Selected extract:
## begin
24-hours access is important for me with my work schedule. One stable I boarded at continued to change hours and would not allow me on the premises after dark to blanket my horse in the winter - the stable owner said I'd have to change my work hours! Another occassion he put my horse in his neighbor's pasture and they would not let me get my horse. The stable owner said I'd have to look at him over the fence and come back in a week or so when he moved the pasture board horses back onto his property! 

A riding arena and available trails or access to trails. Although I drive 24 miles round trip, I feel that I have a better reationship with my horse and I really like my current stable. However, in the year we've been there all of the trails have been consumed by new construction (homes, churches, school, etc.); thus, I ride in the arena or we trailer off-site a few times monthly.

Shelter and a decent pasture are other qualties I prefer. My horse currently has a 1-acre pasture and a run in adjacent to the barn - thus easy access.


----------



## kelliannejoseph

WOW, i could not even think about not being able to see me horse only through a fence, that is crazy. And then having the owner tell you that you need to change your work hours. I thought that they were there to provide service to you and your horse.


----------



## my2geldings

*Good place to board*

To me a good facility revolves around good horse care. A barn that takes pride and care into keeping each horse into the right feeding schedule. A barn that checks up on the horses a few times a day. Handlers and stable hands that are knowledgeable about horses and know how to properly care for them and move them, when to call a vet etc etc.

Another big thing for me is riding and training. I've always worked with a trainer, so I would need a trainer that has the right amount of training and teaching style to teach me and my horse.


----------



## QOS

The facility I board at is very nice but there are a few things I would love to have! No place is perfect but it would be nice to have a place to park my trailer instead of keeping it here at the house. I wish the covered arena had better footing - they work on it but it does have issues. It also gets very wet in a rain so it would be nice to have an indoor arena instead of just covered. I wish we were situated like my former stable - next to a 300 acre reserve that we could ride on. 

It is a full board or pasture board but that is them responsible for feeding even in the pasture. It is all they offer.

My horses are in pasture board right now and they have a 3 acre or so pasture with a shelter and automatic waterers. They are fed 2 times a day. The stables offer 3 wash racks, 1 being indoors and with hot water. Two walkers, covered arena, outdoor arena, owners live on site, 4 full time stable employees, quality feed, large tack room, washer and dryer, refridgerator and it is gated and security provided. Vet on call. They are super nice people and watch over the horses like they are theirs. They will call me if they see anything unusual and will take action if they do. 

It is not perfect but pretty darn close!


----------



## kelliannejoseph

*Thank you for all your posting everyone*


----------



## luvmyperch

Knowledgeable BO that lives on site. Someone who obviously knows more than me and has a ton of experience, but also someone who is willing to partner with me on making decisions about my horse's care. Someone who can make suggestions but ultimately understand and respect that the final decision is mine.
## end
Box annotations for photos
## begin
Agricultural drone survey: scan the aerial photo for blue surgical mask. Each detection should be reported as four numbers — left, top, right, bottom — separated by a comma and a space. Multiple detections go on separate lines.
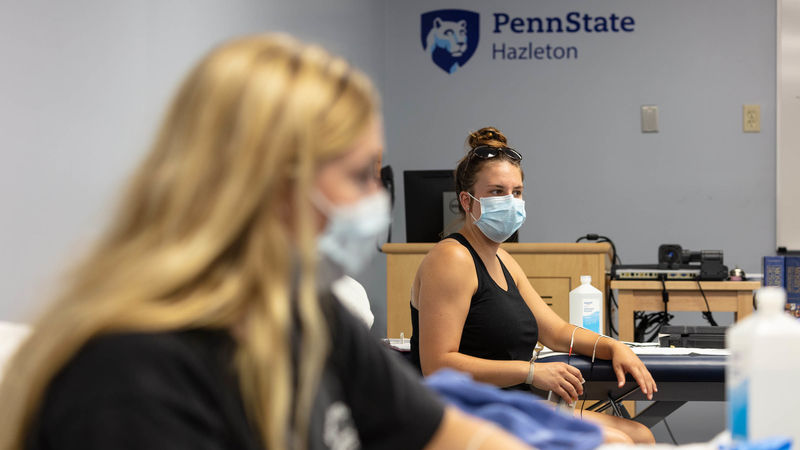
467, 192, 525, 243
313, 189, 391, 275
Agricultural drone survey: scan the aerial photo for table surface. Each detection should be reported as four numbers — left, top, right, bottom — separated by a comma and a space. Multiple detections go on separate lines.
539, 353, 727, 401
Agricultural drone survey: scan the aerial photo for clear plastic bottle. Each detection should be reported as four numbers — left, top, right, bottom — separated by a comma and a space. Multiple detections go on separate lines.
725, 287, 800, 448
569, 275, 603, 333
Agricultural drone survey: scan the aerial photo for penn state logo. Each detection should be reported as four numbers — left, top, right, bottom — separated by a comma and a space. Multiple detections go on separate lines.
420, 9, 480, 73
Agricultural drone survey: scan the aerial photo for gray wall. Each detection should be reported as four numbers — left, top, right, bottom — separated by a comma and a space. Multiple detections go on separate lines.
385, 0, 775, 271
0, 0, 775, 442
0, 0, 385, 320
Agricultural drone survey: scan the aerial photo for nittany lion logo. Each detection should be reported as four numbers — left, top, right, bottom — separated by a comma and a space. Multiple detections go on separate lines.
420, 9, 480, 73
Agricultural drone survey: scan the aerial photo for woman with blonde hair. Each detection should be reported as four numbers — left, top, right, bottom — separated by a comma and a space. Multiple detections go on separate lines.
0, 35, 532, 450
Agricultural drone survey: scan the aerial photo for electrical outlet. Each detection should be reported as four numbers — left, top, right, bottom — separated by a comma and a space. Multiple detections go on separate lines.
742, 105, 761, 133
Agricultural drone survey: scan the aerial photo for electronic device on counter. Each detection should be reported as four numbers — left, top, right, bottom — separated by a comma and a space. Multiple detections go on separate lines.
658, 325, 728, 348
611, 264, 700, 280
611, 244, 729, 281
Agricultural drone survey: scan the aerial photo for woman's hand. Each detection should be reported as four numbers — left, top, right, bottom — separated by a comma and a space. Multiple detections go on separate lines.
532, 355, 584, 403
611, 341, 658, 400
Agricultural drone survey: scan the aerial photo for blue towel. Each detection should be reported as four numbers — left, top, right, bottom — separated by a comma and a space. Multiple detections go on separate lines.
425, 369, 603, 450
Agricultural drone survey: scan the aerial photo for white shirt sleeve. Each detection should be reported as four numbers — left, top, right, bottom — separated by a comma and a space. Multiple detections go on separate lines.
331, 275, 375, 328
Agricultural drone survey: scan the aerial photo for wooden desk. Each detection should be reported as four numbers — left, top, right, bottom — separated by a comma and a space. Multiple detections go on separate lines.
611, 280, 761, 341
383, 243, 611, 338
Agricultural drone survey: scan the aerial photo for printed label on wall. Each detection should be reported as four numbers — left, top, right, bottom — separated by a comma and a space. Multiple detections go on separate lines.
420, 9, 636, 74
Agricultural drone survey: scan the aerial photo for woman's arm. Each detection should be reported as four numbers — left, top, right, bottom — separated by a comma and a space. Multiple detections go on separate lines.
498, 249, 658, 400
417, 241, 530, 386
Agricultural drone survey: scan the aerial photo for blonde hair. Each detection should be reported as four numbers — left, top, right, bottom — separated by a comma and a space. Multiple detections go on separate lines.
0, 35, 378, 450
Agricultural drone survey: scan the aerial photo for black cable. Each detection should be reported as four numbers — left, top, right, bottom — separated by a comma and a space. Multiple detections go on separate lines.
658, 275, 669, 323
575, 233, 622, 337
697, 281, 719, 327
662, 417, 678, 445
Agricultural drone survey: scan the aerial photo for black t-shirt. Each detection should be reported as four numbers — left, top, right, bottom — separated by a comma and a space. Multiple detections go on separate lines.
411, 233, 539, 372
26, 299, 444, 450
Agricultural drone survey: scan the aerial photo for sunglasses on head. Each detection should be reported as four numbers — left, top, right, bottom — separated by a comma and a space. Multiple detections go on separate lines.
472, 145, 522, 161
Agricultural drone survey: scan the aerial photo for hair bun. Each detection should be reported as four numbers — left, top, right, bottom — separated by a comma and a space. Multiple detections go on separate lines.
467, 127, 508, 148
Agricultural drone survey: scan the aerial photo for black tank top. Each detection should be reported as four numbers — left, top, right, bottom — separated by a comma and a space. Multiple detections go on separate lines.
411, 233, 539, 367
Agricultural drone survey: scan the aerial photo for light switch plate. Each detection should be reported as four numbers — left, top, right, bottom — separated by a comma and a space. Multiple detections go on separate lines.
742, 105, 761, 133
642, 105, 658, 133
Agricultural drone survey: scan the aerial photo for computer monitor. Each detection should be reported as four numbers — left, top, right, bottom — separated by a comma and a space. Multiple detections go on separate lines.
403, 170, 519, 242
403, 170, 461, 242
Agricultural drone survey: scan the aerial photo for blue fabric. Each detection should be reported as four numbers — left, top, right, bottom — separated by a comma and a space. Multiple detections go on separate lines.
425, 369, 603, 450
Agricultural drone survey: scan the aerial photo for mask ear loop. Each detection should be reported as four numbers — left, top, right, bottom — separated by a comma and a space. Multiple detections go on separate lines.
581, 334, 605, 419
467, 192, 483, 223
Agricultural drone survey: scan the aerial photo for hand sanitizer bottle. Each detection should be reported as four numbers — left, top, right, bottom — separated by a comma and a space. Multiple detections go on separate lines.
725, 287, 800, 447
569, 275, 603, 334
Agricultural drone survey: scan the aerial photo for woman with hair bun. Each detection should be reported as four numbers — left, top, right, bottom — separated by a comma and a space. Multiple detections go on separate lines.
0, 35, 523, 450
411, 127, 657, 443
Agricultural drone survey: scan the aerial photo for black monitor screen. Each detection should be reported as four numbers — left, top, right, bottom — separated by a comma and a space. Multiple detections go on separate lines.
403, 170, 460, 242
403, 170, 519, 242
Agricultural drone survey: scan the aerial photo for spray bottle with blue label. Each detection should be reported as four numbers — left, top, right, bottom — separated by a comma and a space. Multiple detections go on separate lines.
725, 287, 800, 448
569, 275, 603, 334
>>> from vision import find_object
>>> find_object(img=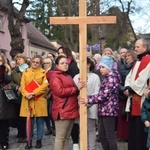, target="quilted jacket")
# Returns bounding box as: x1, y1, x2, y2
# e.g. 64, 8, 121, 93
47, 69, 79, 120
0, 67, 16, 120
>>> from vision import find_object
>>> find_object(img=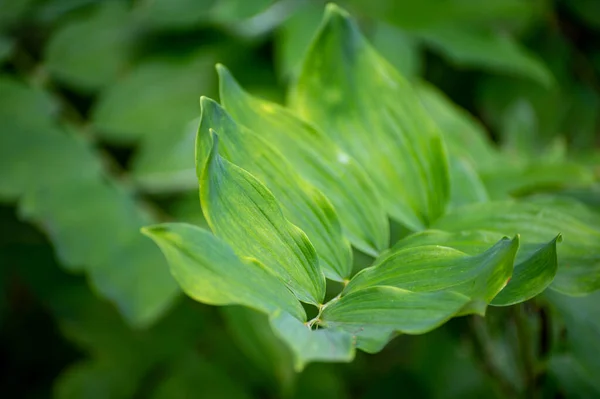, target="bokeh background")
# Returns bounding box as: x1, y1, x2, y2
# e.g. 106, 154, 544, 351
0, 0, 600, 399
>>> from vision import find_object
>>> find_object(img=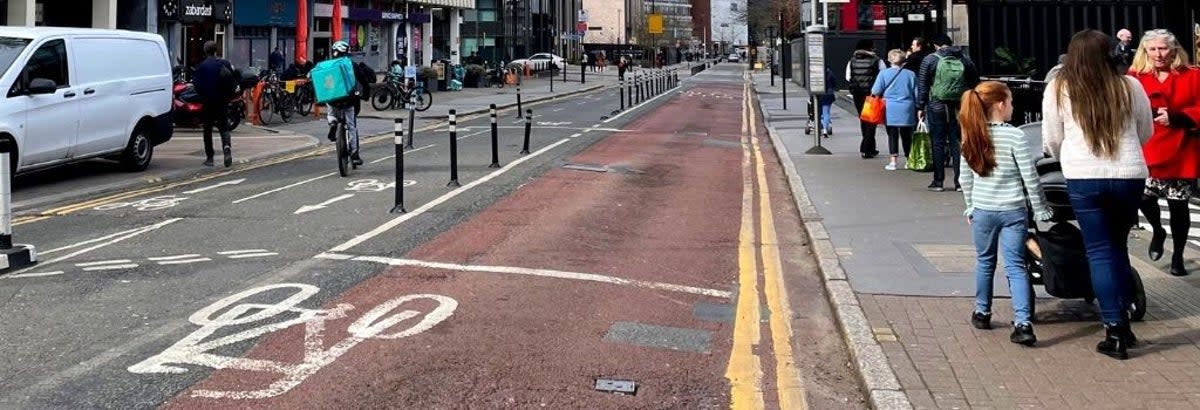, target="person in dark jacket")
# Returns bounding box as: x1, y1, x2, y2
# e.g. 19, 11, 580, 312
917, 35, 979, 192
846, 38, 888, 159
902, 37, 932, 74
192, 41, 238, 167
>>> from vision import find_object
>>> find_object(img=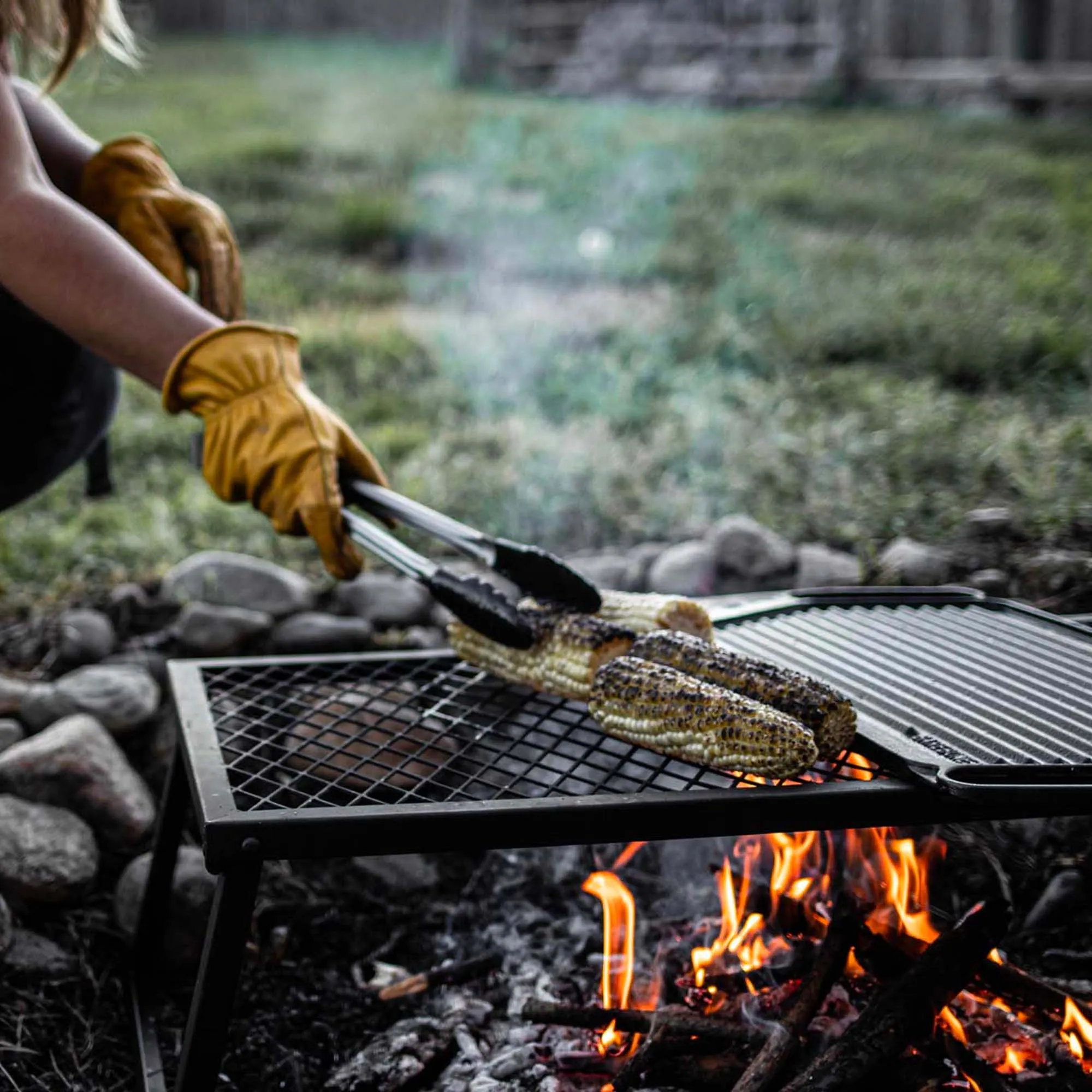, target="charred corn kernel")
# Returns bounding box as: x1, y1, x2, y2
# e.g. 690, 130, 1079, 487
## end
Written instruction A:
List each distinct username that appears as a header in the horse-boarding thread.
Written instruction B:
In the entries, rename "wooden desk" to "wooden table" from the line with "Agricultural drone survey: scan the aerial photo for electrical" to the line with "0, 35, 378, 450". Return only those lines.

Correct response A:
kelliannejoseph
my2geldings
QOS
luvmyperch

Correct response B:
Agricultural drone survey: scan the aerial photo for electrical outlet. Each detection should be reported as four numbers — left, top, right, bottom — separated by a comma and a space. Multiple detections go on separate lines.
742, 105, 761, 133
Agricultural drone survey: scan the aerial photo for electronic device on counter. Each detection should be reported as four numbers — left, top, right, bottom — separated by a comma and a space. Multiple detections go on separate lines.
658, 325, 728, 348
611, 264, 700, 280
611, 244, 729, 281
Agricultural drone survey: scan the aerial photo for woman's hand. Each detection should be reported as four numbers — left, top, right, bottom — separated by a comma and a space. Multiple detections go on separate lines.
532, 355, 584, 403
611, 341, 658, 400
Agricultural drone survey: scan the aerial photo for blue towel. Each detection should be reported as four numbers — left, top, right, bottom — separated by a comma and a space. Multiple detections go on separate lines.
425, 369, 603, 450
Agricultural drone survey: scan the aerial photo for white shirt sleeve. Each detection should be reported as four numbers — left, top, right, bottom — separated by a comma and a space. Multiple detections go on separate lines.
331, 275, 375, 328
Agricultural drone survey: scan the aerial photo for wooden table. Each detection should be reported as four numbers — left, top, right, bottom — separated by a comma and a space. Multiple detections go on separate lines.
611, 280, 761, 341
383, 243, 611, 338
Agricultural drone survey: scan the aerial photo for printed label on wall. Each detection should be reported as four numbers — left, top, right, bottom — separated by a comma and a space. Multiple detections go on separate lines.
420, 9, 636, 74
Agricultural drone survey: scan the aerial photo for woman's arm. Each detection should be reported as four numbers — left, top, right, bottom — separated by a comma and a space. Multiple detections go on separate lines.
498, 249, 658, 400
417, 241, 530, 386
Agricultural drone survey: scan the aerial photo for blonde hair. Each detection should be reported as four numbers — left, top, right, bottom — separated by a comma and a space. Multiple detections go on separate lines.
0, 35, 378, 450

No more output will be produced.